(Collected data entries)
__________

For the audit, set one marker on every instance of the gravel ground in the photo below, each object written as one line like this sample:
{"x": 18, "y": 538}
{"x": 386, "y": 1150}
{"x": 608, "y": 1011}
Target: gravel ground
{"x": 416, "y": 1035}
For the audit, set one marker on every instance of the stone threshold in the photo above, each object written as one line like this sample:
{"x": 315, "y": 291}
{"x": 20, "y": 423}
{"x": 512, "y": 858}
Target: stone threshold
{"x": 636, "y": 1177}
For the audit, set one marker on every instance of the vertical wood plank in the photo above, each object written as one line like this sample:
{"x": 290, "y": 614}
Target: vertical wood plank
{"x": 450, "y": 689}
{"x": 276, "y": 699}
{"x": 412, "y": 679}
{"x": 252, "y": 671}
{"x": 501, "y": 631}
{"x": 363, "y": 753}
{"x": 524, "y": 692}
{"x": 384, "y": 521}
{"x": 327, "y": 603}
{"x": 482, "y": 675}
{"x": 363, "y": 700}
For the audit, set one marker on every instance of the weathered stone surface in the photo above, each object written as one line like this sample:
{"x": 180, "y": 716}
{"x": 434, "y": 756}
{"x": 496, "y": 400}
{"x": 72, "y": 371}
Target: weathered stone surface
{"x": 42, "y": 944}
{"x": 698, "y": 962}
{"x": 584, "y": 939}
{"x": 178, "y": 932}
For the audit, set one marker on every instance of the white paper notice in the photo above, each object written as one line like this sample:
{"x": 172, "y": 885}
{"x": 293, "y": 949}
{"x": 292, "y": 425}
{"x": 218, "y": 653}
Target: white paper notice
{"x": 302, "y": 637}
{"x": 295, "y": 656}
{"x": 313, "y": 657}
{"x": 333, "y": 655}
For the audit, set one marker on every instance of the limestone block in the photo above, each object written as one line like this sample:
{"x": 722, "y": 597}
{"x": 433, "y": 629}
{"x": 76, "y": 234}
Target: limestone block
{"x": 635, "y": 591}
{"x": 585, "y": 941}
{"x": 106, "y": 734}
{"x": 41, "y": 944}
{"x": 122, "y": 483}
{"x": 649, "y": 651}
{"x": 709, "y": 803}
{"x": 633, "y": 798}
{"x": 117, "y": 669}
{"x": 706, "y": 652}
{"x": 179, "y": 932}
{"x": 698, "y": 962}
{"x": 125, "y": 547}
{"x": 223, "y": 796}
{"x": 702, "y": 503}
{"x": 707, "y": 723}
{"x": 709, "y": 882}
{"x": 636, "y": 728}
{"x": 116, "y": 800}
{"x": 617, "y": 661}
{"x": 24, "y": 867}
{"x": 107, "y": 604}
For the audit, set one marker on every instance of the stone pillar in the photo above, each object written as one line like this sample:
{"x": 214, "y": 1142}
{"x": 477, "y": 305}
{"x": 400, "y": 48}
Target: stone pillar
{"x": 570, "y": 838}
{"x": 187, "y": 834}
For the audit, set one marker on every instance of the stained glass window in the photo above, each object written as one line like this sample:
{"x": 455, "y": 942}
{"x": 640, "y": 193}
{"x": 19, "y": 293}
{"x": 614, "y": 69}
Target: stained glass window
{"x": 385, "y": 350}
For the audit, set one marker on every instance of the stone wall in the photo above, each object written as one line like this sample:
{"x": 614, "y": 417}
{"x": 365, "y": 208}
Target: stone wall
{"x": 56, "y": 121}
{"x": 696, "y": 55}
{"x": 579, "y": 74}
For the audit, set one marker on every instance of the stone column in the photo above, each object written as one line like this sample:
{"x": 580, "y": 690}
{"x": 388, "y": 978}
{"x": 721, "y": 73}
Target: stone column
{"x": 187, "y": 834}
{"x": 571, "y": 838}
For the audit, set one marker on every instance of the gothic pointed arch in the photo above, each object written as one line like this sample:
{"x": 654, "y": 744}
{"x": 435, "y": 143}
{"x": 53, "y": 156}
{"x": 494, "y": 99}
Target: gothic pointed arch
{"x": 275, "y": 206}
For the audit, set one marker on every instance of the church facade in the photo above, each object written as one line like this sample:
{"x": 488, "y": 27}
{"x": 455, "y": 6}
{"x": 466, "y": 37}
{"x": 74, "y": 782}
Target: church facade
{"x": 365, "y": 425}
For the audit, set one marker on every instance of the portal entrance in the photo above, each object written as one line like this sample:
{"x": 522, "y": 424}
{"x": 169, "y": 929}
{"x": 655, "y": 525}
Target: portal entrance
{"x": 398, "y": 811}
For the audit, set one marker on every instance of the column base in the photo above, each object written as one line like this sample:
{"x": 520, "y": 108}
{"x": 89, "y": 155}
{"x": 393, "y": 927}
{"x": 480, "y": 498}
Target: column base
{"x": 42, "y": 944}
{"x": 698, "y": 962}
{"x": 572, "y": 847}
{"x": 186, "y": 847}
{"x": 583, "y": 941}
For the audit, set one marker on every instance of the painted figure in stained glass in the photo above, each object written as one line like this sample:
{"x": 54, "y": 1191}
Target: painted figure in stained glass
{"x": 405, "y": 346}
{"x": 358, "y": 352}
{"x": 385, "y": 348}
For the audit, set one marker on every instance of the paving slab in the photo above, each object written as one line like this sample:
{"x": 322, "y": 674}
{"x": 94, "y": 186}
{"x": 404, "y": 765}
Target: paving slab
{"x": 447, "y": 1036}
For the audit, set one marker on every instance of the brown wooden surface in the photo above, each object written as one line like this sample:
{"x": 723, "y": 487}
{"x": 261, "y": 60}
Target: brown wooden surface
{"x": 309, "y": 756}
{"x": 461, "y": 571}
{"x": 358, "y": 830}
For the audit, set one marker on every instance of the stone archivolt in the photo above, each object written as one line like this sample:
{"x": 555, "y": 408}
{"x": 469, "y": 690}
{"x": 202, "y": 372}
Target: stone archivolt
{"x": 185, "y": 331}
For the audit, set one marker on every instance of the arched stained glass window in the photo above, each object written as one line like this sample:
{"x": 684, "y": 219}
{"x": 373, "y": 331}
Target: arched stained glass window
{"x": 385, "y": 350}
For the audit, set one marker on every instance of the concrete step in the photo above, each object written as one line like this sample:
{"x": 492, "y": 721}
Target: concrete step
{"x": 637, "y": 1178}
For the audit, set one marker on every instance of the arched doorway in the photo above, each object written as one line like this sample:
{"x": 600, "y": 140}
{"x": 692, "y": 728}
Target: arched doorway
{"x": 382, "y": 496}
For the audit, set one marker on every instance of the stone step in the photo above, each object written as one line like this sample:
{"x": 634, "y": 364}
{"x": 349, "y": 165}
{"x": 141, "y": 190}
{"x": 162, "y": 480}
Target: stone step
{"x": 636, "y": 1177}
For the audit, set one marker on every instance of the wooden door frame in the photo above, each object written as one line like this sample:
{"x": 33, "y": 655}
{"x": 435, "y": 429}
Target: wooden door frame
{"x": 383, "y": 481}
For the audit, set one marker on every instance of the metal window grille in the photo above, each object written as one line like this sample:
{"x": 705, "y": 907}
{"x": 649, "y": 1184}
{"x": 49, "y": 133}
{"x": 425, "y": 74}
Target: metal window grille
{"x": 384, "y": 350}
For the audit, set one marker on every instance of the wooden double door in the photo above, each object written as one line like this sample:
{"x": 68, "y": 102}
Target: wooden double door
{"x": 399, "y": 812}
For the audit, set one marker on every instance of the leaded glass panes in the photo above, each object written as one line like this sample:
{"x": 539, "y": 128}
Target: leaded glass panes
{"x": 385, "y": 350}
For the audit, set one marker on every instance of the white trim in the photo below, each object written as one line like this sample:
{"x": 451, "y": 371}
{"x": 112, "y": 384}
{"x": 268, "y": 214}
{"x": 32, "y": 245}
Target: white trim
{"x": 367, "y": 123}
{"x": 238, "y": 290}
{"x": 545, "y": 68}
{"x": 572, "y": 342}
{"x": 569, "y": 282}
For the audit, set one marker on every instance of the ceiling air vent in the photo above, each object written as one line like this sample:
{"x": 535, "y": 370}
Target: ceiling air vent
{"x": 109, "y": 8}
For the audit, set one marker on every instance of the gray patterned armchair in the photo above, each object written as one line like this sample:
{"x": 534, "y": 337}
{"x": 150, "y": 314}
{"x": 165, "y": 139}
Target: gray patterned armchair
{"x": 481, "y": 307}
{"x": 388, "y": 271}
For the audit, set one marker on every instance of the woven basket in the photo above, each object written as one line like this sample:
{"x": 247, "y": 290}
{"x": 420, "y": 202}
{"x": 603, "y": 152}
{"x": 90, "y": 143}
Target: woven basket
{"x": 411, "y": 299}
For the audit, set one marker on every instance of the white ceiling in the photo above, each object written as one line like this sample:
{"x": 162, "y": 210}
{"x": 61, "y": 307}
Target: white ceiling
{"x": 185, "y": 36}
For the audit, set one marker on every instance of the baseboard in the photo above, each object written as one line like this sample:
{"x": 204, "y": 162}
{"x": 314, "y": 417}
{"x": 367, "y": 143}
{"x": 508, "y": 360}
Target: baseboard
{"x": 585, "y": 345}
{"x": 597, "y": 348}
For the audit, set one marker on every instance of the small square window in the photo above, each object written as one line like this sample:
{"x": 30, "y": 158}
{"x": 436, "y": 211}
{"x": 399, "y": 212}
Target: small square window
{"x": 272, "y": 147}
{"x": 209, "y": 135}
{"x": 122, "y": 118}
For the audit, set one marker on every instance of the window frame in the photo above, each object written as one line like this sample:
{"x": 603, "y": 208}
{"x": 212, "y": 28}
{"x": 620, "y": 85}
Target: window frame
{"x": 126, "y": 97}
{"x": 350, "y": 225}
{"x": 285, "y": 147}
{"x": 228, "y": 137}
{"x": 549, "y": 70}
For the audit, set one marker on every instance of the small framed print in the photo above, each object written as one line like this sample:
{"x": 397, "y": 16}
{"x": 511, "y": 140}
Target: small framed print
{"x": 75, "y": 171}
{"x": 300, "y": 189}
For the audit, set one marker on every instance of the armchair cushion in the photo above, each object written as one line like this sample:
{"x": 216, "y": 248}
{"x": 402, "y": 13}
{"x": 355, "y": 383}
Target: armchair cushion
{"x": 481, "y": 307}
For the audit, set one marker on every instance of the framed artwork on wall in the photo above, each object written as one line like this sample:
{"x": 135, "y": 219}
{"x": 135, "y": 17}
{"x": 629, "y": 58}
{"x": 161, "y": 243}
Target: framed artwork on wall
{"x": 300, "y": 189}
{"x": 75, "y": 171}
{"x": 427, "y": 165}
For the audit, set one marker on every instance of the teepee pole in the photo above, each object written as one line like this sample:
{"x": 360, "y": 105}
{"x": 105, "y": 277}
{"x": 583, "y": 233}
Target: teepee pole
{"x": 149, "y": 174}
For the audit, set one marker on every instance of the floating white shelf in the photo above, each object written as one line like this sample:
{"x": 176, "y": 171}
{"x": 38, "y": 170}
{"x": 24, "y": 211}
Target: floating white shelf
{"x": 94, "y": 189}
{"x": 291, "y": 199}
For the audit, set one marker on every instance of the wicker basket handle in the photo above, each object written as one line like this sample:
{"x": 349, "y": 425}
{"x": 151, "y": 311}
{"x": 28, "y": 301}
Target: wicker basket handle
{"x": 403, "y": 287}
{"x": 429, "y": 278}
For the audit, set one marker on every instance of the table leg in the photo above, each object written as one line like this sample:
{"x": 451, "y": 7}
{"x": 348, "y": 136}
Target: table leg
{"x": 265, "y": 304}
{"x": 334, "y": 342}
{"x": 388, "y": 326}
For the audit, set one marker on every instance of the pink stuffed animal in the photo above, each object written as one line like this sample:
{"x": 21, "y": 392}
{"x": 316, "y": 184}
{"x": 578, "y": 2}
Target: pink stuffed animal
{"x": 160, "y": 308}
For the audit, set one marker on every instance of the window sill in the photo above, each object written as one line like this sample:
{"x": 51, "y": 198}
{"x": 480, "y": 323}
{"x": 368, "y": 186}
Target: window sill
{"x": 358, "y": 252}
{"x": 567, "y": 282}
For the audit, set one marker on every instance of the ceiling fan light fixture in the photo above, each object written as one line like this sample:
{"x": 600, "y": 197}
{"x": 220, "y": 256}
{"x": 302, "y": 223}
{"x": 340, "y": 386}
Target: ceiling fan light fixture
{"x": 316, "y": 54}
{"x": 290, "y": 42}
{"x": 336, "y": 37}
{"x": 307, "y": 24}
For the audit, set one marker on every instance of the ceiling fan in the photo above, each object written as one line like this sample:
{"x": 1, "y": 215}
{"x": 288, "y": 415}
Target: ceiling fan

__________

What needs to be done:
In the entries above, identify every line with the word "below". Copy those lines.

Response area:
For the audit, set one marker on every instance of the gravel ground in the photo below, each object written as one line like this sample:
For the audit, set one marker on every instance of the white trim in the photo below, each object written as one line like this sample:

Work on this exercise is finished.